■ **Exercise task**:
Reproduce the entries from the start through the line containing "[(25, 132), (146, 128), (174, 126), (160, 127)]", keeping the requests and leaving out the pictures. Add -55 to every pixel coordinate in the answers.

********************

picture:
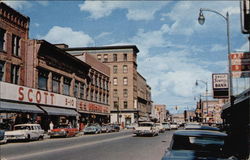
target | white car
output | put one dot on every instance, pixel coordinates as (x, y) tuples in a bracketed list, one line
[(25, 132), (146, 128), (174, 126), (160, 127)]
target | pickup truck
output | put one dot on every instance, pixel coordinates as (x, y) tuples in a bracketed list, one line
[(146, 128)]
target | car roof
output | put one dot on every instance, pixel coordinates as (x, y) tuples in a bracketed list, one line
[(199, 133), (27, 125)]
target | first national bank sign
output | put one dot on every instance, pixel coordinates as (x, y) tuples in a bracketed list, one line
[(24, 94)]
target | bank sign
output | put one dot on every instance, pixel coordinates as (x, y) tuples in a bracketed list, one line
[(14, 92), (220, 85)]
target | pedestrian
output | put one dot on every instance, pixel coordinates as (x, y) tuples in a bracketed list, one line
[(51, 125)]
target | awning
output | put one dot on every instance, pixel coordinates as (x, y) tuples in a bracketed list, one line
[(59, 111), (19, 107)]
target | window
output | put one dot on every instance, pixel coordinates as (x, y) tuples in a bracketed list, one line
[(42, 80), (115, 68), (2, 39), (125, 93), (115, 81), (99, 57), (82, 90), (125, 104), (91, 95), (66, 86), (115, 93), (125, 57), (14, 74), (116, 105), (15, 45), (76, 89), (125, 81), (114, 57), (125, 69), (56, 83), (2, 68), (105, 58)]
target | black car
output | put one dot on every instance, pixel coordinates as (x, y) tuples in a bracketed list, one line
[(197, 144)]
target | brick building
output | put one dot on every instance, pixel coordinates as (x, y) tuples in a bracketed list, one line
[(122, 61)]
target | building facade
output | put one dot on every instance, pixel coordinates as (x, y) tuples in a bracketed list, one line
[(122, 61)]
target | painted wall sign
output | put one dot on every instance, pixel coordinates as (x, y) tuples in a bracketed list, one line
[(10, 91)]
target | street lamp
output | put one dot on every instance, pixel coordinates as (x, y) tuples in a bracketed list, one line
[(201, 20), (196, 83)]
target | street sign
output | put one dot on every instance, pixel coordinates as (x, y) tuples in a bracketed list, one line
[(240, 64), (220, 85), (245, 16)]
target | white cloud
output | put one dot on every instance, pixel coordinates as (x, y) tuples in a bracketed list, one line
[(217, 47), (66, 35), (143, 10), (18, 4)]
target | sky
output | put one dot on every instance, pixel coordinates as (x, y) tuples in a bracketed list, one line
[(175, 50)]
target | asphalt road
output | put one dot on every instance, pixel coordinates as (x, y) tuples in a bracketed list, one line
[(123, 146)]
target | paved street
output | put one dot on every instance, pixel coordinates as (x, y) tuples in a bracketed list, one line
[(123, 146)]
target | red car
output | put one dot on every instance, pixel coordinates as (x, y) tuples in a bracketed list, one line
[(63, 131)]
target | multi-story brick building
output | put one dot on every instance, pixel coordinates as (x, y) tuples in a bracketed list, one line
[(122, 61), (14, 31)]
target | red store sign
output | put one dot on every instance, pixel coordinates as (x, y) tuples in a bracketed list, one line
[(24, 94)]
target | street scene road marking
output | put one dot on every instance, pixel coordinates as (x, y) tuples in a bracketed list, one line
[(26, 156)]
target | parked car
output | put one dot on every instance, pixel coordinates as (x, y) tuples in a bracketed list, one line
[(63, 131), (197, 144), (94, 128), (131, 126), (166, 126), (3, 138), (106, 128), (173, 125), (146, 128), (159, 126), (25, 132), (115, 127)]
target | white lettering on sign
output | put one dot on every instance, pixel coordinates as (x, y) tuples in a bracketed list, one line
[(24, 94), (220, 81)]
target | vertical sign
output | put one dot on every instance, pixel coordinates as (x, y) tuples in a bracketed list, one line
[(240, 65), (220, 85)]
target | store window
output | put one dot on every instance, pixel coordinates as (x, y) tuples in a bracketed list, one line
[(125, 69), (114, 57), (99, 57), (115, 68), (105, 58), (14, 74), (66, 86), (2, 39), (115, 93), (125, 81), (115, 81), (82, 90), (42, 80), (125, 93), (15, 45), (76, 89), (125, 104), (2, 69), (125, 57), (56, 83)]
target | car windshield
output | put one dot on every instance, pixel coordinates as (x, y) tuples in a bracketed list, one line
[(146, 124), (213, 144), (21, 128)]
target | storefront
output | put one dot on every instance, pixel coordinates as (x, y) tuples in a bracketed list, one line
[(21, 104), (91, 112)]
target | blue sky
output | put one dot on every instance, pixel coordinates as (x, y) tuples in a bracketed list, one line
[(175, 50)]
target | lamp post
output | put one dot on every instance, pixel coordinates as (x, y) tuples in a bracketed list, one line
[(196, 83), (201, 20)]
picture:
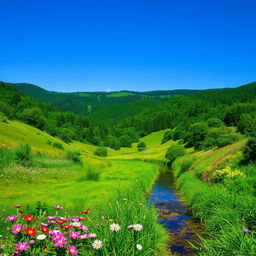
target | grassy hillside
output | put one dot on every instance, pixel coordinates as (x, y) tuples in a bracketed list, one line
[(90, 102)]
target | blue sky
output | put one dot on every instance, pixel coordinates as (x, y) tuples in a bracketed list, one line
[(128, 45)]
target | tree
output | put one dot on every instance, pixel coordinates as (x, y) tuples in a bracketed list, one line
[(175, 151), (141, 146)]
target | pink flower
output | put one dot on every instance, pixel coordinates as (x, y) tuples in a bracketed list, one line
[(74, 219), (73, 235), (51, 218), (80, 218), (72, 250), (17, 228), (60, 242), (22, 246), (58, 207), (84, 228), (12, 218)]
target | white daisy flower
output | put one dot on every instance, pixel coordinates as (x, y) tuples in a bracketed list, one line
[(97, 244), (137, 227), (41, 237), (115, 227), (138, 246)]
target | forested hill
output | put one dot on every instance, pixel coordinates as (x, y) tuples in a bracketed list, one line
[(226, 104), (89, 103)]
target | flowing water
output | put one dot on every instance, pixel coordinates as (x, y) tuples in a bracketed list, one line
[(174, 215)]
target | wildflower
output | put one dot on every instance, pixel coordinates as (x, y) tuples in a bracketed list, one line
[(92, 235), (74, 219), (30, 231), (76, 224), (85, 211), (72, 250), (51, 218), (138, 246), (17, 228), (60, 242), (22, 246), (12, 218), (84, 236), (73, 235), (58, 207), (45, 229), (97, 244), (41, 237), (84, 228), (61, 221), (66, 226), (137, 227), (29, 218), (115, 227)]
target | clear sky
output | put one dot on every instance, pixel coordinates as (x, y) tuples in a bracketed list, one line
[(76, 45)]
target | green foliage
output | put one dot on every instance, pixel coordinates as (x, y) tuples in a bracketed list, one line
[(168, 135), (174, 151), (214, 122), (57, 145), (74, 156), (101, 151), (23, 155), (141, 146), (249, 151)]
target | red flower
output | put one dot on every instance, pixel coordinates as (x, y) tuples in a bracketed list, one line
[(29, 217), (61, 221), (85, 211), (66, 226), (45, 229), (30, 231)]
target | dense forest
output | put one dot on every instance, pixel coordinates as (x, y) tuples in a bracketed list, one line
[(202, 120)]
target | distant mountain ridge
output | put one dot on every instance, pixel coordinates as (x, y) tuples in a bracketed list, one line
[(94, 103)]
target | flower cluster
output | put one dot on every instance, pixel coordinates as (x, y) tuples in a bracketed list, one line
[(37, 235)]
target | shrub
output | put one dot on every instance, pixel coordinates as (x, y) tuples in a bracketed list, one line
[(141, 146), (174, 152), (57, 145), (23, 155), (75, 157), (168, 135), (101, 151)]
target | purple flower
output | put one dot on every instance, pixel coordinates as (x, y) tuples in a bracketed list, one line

********************

■ **Exercise answer**:
picture:
target | white car
output | put one dot on every instance, pixel coordinates as (x, y) tuples in a bracketed list, one line
[(-30, 77), (91, 73), (119, 71), (105, 72)]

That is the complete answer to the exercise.